Your task is to print all of the material verbatim.

-- Start GIVEN RECORDS --

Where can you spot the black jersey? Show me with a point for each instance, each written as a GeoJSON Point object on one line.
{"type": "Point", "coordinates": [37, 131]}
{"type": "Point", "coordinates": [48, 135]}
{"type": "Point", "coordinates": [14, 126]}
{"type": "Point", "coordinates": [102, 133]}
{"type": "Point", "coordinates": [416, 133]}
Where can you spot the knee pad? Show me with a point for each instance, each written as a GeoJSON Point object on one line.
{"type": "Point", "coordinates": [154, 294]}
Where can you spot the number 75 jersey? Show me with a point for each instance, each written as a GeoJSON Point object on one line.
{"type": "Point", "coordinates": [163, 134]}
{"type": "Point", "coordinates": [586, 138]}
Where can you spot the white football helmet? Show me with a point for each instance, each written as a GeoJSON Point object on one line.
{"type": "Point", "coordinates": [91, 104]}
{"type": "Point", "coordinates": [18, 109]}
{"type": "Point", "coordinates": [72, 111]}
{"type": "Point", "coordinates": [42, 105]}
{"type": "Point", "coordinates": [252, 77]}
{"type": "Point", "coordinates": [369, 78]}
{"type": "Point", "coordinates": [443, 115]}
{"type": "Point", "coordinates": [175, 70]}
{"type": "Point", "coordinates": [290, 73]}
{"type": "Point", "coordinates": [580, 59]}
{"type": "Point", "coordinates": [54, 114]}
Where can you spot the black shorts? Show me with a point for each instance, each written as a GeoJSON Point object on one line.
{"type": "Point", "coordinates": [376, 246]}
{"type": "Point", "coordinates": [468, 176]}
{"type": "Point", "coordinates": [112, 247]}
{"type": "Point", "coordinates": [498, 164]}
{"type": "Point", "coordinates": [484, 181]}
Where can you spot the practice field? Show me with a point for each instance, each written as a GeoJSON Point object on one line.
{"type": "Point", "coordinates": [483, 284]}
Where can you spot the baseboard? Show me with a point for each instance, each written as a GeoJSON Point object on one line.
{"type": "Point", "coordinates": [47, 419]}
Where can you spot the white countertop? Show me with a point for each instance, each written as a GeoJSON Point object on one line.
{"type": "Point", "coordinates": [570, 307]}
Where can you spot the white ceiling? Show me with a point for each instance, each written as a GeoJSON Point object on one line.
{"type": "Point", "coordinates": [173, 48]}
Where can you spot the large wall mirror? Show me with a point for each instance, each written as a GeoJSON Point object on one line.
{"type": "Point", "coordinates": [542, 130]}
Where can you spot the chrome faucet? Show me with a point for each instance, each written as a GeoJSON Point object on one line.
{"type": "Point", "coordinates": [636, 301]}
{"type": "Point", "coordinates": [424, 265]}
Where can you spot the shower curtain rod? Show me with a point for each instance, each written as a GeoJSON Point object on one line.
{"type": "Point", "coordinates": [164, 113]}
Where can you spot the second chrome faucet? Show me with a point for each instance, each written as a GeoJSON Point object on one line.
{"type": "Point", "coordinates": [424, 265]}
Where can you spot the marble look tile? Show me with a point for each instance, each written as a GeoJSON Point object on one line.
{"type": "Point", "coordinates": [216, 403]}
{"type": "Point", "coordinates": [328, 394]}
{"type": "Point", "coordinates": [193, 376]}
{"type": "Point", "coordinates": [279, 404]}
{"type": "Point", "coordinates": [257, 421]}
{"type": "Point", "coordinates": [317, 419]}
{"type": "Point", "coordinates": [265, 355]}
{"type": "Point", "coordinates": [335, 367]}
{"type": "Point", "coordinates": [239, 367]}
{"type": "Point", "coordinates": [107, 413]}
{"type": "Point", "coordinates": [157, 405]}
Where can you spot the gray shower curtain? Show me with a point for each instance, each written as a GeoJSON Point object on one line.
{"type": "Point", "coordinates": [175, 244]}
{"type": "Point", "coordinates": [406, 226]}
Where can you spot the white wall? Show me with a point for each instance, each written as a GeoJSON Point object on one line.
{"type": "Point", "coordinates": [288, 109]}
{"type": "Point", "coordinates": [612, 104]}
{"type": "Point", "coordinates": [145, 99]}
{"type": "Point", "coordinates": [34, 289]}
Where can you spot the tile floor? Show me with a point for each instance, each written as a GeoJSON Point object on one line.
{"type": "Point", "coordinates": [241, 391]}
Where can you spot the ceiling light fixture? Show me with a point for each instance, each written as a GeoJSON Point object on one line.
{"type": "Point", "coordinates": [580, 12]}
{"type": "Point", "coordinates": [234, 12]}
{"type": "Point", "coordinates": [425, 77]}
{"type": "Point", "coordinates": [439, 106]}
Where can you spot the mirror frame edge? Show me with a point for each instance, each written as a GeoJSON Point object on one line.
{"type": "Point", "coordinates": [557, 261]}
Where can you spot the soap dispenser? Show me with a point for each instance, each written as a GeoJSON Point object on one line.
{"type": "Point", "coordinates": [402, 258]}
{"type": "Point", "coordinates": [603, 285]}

-- End GIVEN RECORDS --

* _RESPONSE_:
Where can you spot the black jersey? Show me with a point for each instance, each written as a GeoJSON Point object on one line.
{"type": "Point", "coordinates": [37, 131]}
{"type": "Point", "coordinates": [48, 135]}
{"type": "Point", "coordinates": [14, 126]}
{"type": "Point", "coordinates": [102, 133]}
{"type": "Point", "coordinates": [416, 133]}
Where can you spot the knee pad? Show me with a point for each instance, each written as a GeoJSON Point object on one line.
{"type": "Point", "coordinates": [154, 294]}
Where can you spot the number 75 jersey? Show me with a point for each instance, each written as a GeoJSON Point object on one line.
{"type": "Point", "coordinates": [163, 134]}
{"type": "Point", "coordinates": [586, 138]}
Where can you spot the white football helmet? Show me with a point for each instance, each written as a GeoJSON Point object on one line.
{"type": "Point", "coordinates": [91, 104]}
{"type": "Point", "coordinates": [18, 109]}
{"type": "Point", "coordinates": [72, 111]}
{"type": "Point", "coordinates": [42, 105]}
{"type": "Point", "coordinates": [252, 77]}
{"type": "Point", "coordinates": [369, 78]}
{"type": "Point", "coordinates": [443, 115]}
{"type": "Point", "coordinates": [175, 70]}
{"type": "Point", "coordinates": [290, 73]}
{"type": "Point", "coordinates": [580, 59]}
{"type": "Point", "coordinates": [54, 114]}
Where can you spot the black shorts? Show me with a point for each instance, each written as a GeoJSON Point object on one line.
{"type": "Point", "coordinates": [376, 246]}
{"type": "Point", "coordinates": [468, 176]}
{"type": "Point", "coordinates": [112, 247]}
{"type": "Point", "coordinates": [498, 164]}
{"type": "Point", "coordinates": [484, 181]}
Where can you spot the practice field? Show me with a point for each instance, each written as a GeoJSON Point object on one line.
{"type": "Point", "coordinates": [483, 284]}
Where can you spot the baseboard? Show me with a point for each instance, each written as a GeoJSON Point object on one line.
{"type": "Point", "coordinates": [47, 419]}
Where can you spot the white countertop? Show me with a point for each instance, each written as a GeoJSON Point object on one line.
{"type": "Point", "coordinates": [570, 307]}
Where can you spot the white ceiling? Show me with a point for each instance, each written as a GeoJSON Point object on one line.
{"type": "Point", "coordinates": [173, 48]}
Where can you spot the large wall mirror? Show me with a point for each instance, each written as a GeoJSON Point object on one line.
{"type": "Point", "coordinates": [542, 130]}
Where can you spot the chrome faucet? Show me with a point for each instance, each written as a GeoJSON Point object on one line.
{"type": "Point", "coordinates": [636, 301]}
{"type": "Point", "coordinates": [424, 265]}
Where can you spot the shower curtain rod? Show me with a point for each instance, each written as a GeoJSON Point object on one line.
{"type": "Point", "coordinates": [164, 113]}
Where can you spot the second chrome faucet? Show me with a point for each instance, each written as a GeoJSON Point object on one line.
{"type": "Point", "coordinates": [424, 265]}
Where can you spot the marble look tile? Show me with a point for each instance, each written as a GeoJSON Point object on one line.
{"type": "Point", "coordinates": [216, 403]}
{"type": "Point", "coordinates": [328, 394]}
{"type": "Point", "coordinates": [193, 376]}
{"type": "Point", "coordinates": [279, 404]}
{"type": "Point", "coordinates": [257, 421]}
{"type": "Point", "coordinates": [317, 419]}
{"type": "Point", "coordinates": [265, 355]}
{"type": "Point", "coordinates": [335, 367]}
{"type": "Point", "coordinates": [239, 367]}
{"type": "Point", "coordinates": [107, 413]}
{"type": "Point", "coordinates": [157, 405]}
Where can you spot the gray shower curtain? Show me with a point for each instance, each written as a GeoJSON Point object on one line.
{"type": "Point", "coordinates": [175, 244]}
{"type": "Point", "coordinates": [406, 226]}
Where can you spot the white wall? Show me with a point for each instance, each written as a GeoJSON Point object on one line.
{"type": "Point", "coordinates": [288, 109]}
{"type": "Point", "coordinates": [612, 104]}
{"type": "Point", "coordinates": [145, 99]}
{"type": "Point", "coordinates": [34, 289]}
Where can you spot the tile floor? Show me with a point for each instance, each written as a GeoJSON Point object on one line.
{"type": "Point", "coordinates": [241, 391]}
Where can you spot the ceiling light fixture? Show me with a point for each instance, each written as a GeoJSON Point object on one line.
{"type": "Point", "coordinates": [580, 12]}
{"type": "Point", "coordinates": [234, 12]}
{"type": "Point", "coordinates": [425, 77]}
{"type": "Point", "coordinates": [439, 106]}
Where can you spot the mirror frame edge? Show me with a point for each instance, each written as a GeoJSON Point object on one line.
{"type": "Point", "coordinates": [557, 261]}
Where can you spot the soap dispenser? Show me with a point for each instance, each written as a GeoJSON Point object on one line.
{"type": "Point", "coordinates": [402, 258]}
{"type": "Point", "coordinates": [603, 285]}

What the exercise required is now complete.